§ **WHAT YOU WILL DO**: Rewrite the lines below, requests included, starting with the first one and stopping after the line that has "point(307, 58)". Add 33 to every coordinate in the answers along the way.

§ **RECORDS SHOWN**:
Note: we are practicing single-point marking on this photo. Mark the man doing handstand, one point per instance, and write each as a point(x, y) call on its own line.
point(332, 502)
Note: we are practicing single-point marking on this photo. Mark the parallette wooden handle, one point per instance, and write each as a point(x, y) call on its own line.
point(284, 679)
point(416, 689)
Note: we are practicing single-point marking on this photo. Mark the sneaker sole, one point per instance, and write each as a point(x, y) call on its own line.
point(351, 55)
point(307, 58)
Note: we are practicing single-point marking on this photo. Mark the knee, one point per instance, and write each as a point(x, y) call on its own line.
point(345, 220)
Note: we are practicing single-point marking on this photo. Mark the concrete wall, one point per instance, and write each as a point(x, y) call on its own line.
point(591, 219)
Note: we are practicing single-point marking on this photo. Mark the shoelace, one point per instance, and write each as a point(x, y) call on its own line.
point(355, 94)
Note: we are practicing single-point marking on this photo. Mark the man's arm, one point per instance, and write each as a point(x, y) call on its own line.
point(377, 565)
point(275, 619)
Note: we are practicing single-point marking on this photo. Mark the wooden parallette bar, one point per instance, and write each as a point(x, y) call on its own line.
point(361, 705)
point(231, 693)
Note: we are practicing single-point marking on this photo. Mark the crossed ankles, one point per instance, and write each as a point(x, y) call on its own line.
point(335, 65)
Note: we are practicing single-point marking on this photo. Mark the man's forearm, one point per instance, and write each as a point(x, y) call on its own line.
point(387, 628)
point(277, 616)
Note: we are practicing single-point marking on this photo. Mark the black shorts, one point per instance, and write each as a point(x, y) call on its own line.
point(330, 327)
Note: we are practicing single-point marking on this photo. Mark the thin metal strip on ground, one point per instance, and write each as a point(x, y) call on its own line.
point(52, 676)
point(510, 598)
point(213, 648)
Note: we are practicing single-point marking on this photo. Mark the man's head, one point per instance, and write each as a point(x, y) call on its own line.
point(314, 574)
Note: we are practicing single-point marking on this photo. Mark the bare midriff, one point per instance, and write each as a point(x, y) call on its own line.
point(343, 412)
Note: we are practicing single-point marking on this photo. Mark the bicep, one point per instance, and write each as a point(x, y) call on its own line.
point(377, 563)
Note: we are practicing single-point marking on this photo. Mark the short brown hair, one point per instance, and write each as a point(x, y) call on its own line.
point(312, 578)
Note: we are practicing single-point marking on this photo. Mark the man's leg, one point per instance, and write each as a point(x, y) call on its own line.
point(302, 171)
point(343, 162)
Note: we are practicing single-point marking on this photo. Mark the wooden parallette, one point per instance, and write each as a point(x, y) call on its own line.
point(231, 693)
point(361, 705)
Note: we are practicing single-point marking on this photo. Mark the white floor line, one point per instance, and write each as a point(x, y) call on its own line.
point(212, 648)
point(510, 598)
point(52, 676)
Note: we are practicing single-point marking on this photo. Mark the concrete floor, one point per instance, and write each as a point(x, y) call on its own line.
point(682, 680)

§ **TASK OUTPUT**:
Note: we are practicing single-point marking on this photo. Mark the man doing handstand, one point per instance, and write each as a point(x, y) call on its own line.
point(365, 535)
Note: we are practicing single-point marking on this photo. Mark the parallette wooden handle, one point per instance, and write each as a point(x, y) call on its own line.
point(317, 712)
point(449, 722)
Note: we are practicing single-point marking on this photo. Mark the sneaker sole, one point per instance, and write each as a point(x, y) call on its own line.
point(384, 88)
point(340, 91)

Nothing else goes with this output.